>>>

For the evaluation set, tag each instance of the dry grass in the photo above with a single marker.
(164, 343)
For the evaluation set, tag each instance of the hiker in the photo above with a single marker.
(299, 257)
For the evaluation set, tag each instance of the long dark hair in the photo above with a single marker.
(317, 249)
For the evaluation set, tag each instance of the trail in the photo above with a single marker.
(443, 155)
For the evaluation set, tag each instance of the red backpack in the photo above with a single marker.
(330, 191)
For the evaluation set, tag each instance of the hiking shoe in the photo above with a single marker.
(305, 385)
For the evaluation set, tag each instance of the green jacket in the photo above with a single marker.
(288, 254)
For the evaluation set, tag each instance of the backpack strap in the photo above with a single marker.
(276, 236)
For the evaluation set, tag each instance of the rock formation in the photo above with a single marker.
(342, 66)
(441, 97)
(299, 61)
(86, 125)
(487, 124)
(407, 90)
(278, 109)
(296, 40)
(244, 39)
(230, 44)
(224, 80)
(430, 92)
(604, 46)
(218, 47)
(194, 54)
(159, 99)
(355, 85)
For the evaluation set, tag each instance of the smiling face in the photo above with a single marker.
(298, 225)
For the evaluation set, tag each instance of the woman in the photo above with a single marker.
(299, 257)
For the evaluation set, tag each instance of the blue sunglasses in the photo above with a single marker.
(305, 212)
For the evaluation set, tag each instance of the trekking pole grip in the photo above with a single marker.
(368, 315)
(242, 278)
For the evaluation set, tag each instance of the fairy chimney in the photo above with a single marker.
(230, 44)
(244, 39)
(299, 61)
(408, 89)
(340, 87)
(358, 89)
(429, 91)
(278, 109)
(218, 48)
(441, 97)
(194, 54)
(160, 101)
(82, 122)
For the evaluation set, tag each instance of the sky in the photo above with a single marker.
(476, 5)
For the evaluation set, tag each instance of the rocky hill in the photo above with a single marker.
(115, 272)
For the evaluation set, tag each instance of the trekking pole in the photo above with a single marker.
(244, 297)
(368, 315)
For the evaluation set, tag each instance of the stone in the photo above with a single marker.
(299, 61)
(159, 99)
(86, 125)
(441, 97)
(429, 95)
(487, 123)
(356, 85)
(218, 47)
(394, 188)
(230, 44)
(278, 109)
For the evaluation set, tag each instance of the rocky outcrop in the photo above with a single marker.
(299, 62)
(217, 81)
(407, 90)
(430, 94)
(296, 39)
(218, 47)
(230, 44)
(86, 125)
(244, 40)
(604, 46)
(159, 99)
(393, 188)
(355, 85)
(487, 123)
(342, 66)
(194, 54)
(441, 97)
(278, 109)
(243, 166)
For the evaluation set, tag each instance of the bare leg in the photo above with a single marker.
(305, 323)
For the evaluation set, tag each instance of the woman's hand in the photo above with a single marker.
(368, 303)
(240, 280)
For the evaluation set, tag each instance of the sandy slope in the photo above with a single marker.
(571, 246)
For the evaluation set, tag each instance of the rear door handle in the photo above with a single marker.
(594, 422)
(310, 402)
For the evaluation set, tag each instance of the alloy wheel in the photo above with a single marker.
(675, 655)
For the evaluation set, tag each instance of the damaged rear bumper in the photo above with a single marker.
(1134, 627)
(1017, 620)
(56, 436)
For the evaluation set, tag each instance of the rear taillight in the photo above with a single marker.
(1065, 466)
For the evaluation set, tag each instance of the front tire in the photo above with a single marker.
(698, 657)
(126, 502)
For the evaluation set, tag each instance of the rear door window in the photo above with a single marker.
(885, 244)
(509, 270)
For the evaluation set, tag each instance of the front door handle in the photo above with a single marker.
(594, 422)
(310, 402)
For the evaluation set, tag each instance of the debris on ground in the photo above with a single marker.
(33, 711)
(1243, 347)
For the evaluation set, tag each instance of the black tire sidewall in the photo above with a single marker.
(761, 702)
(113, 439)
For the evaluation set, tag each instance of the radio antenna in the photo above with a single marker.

<<<

■ Exercise goal ■
Lay out the items from the line that contains "For the evaluation set, tag each instance of the woman's" through the line that contains "(1065, 466)", inclusive, as a two-column CSV with the headers item_text and answer. Give one row per item and put each field in quotation marks, with line breaks turned into spaces.

■ Result below ■
item_text,answer
"For the evaluation set, tag each instance of the woman's hand in the photo above with a single marker.","(368, 303) (240, 280)"
"For the evaluation set, tag each instance of the sandy slope in the photo above with a single marker.","(571, 246)"
"For the evaluation set, tag each instance of the rear door handle in the photo above with a single marker.","(594, 422) (310, 402)"
"For the evaluation set, tag each instance of the alloy wheel in the photo above with a single marker.","(675, 655)"
"For the evaluation set, tag each instance of the damaged rear bumper in the photo above with a single marker.","(1134, 627) (1017, 620) (56, 436)"
"For the evaluation set, tag each instance of the rear taillight in the photo above with a single marker.","(1065, 466)"